### ARTICLE
################

Lemma 1 (Berge's lemma): Maximum matchings have no augmenting paths. Proof: Suppose we have a matching which has augmenting path. For each of the edges in the path, if it is in the matching, we'll remove it from the matching, and if it isn't in the matching we'll add it to the matching. The result will be a valid matching with a size 1 greater than what we started with, therefore the original matching isn't maximum.

Lemma 2: The size of the minimum vertex cover must be greater than or equal to the size of the maximum matching. Proof: Since no two edges share an endpoint in a matching, each vertex in the vertex cover can cover at most one edge in the matching. Therefore a vertex cover must not have less edges than the size of the maximum matching. This means that if we can construct a vertex cover with size equal to the size of a maximum matching, it will be a minimum vertex cover.

Now I'll show how to construct a vertex cover with the same size as a maximum matching.

################

### WORK TO COMPLETE
1. Answer these questions from the passage on matchings and vertex covers:
(a) According to Lemma 1, what do maximum matchings have none of?
(b) In the proof of Lemma 1, how does the size of the resulting matching compare with the size of the matching at the start?
(c) In the proof of Lemma 2, at most how many edges in the matching can each vertex in the vertex cover cover?
2. Rewrite the proof of Lemma 1 in the passage on matchings and vertex covers, from the words "Lemma 1 (Berge's" through "matching isn't maximum.", with "edges" changed to "links".

################

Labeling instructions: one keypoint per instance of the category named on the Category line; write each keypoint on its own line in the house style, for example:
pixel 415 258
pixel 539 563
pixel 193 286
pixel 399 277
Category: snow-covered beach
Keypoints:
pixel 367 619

################

### ANSWERS TO THE EXERCISES
1.
(a) Augmenting paths.
(b) It is 1 greater.
(c) One.

2.
Lemma 1 (Berge's lemma): Maximum matchings have no augmenting paths. Proof: Suppose we have a matching which has augmenting path. For each of the links in the path, if it is in the matching, we'll remove it from the matching, and if it isn't in the matching we'll add it to the matching. The result will be a valid matching with a size 1 greater than what we started with, therefore the original matching isn't maximum.